§ What to work on:
Rewrite everything in the listing from the line containing "If you could segment every instance of the shirt" down to the line containing "832 574 L 832", both included, as a JSON list of strings with one string per line and blank lines omitted. Leave the pictures out of the result.

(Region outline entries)
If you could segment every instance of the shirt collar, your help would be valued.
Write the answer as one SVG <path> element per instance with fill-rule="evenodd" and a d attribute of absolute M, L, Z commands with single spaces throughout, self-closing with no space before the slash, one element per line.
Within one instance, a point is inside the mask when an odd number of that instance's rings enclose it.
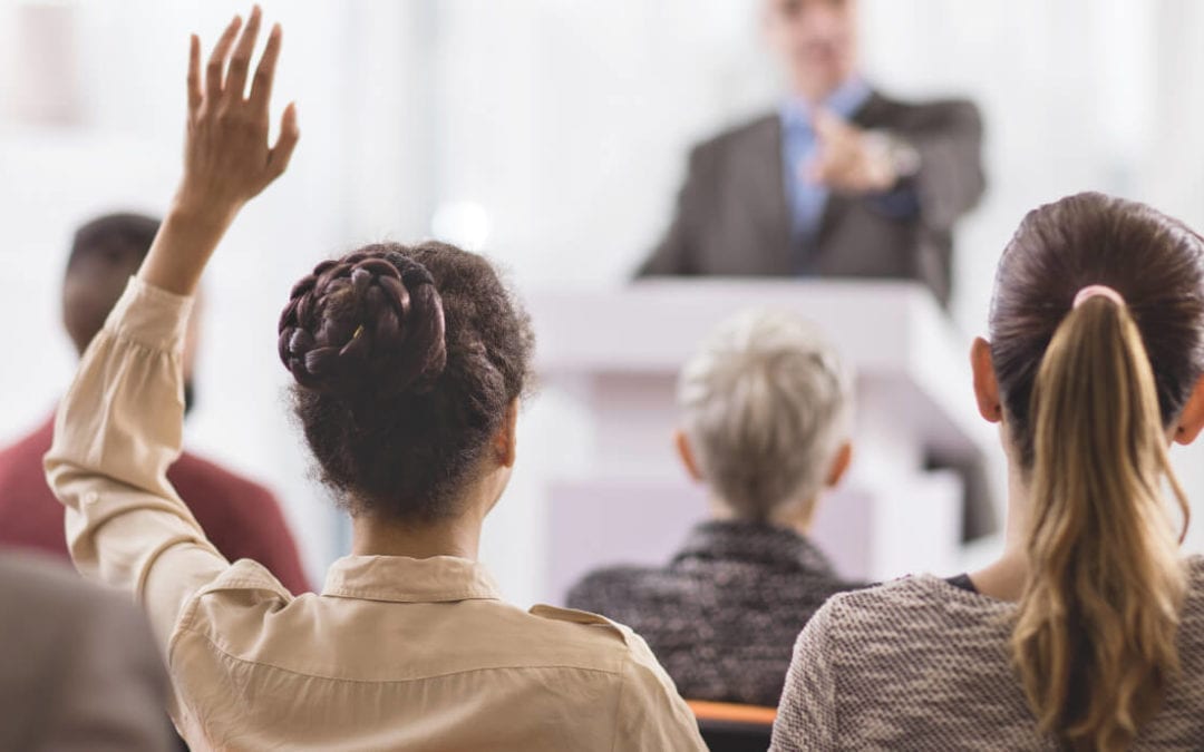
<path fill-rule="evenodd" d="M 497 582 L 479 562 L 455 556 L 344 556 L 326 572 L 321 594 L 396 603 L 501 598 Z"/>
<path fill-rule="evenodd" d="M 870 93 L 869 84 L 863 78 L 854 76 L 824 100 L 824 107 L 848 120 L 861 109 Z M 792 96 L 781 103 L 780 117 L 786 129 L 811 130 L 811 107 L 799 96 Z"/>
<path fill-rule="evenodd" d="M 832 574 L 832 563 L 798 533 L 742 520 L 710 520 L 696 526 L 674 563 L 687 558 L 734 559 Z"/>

--

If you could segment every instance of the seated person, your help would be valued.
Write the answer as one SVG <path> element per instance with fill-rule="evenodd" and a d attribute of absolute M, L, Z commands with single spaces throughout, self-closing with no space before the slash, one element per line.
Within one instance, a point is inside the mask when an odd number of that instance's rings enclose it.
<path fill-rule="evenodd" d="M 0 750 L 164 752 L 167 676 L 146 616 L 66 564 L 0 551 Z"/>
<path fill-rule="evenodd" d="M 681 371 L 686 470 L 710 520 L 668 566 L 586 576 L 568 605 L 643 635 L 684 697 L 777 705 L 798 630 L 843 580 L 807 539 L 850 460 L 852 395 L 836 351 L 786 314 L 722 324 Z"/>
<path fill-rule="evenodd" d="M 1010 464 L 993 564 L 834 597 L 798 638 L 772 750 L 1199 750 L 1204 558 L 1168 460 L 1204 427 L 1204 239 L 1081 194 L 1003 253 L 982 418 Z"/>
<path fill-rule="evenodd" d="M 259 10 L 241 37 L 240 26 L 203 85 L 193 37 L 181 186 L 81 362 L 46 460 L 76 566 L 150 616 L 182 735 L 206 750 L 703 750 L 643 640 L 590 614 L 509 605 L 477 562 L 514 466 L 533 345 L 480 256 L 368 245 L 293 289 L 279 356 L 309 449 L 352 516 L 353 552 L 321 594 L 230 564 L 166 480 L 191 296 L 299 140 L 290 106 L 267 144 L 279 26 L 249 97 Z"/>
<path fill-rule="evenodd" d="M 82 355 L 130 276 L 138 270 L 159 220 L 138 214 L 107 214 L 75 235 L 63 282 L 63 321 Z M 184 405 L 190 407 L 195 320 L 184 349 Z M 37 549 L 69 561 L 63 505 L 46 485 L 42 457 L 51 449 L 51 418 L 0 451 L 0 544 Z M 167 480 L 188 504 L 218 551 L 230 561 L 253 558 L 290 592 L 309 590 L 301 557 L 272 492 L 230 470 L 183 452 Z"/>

§ Response:
[
  "If you could segment every instance of the shirt collar, your help would be valued.",
  "Write the answer as one SVG <path> element per instance with fill-rule=\"evenodd\" and a d attribute of absolute M, L, Z commands with single spaces throughout, self-closing with no space before the slash, one element per line.",
  "Within one instance, a point is inside the mask when an odd number of that instance's rings enclose it.",
  "<path fill-rule=\"evenodd\" d=\"M 497 582 L 479 562 L 455 556 L 344 556 L 326 572 L 321 594 L 396 603 L 501 598 Z\"/>",
  "<path fill-rule=\"evenodd\" d=\"M 870 93 L 869 84 L 863 78 L 854 76 L 824 100 L 824 107 L 848 120 L 861 109 Z M 792 96 L 781 103 L 780 117 L 786 129 L 811 130 L 811 107 L 799 96 Z\"/>",
  "<path fill-rule=\"evenodd\" d=\"M 832 574 L 832 563 L 798 533 L 742 520 L 710 520 L 696 526 L 674 563 L 687 558 L 734 559 Z\"/>"
]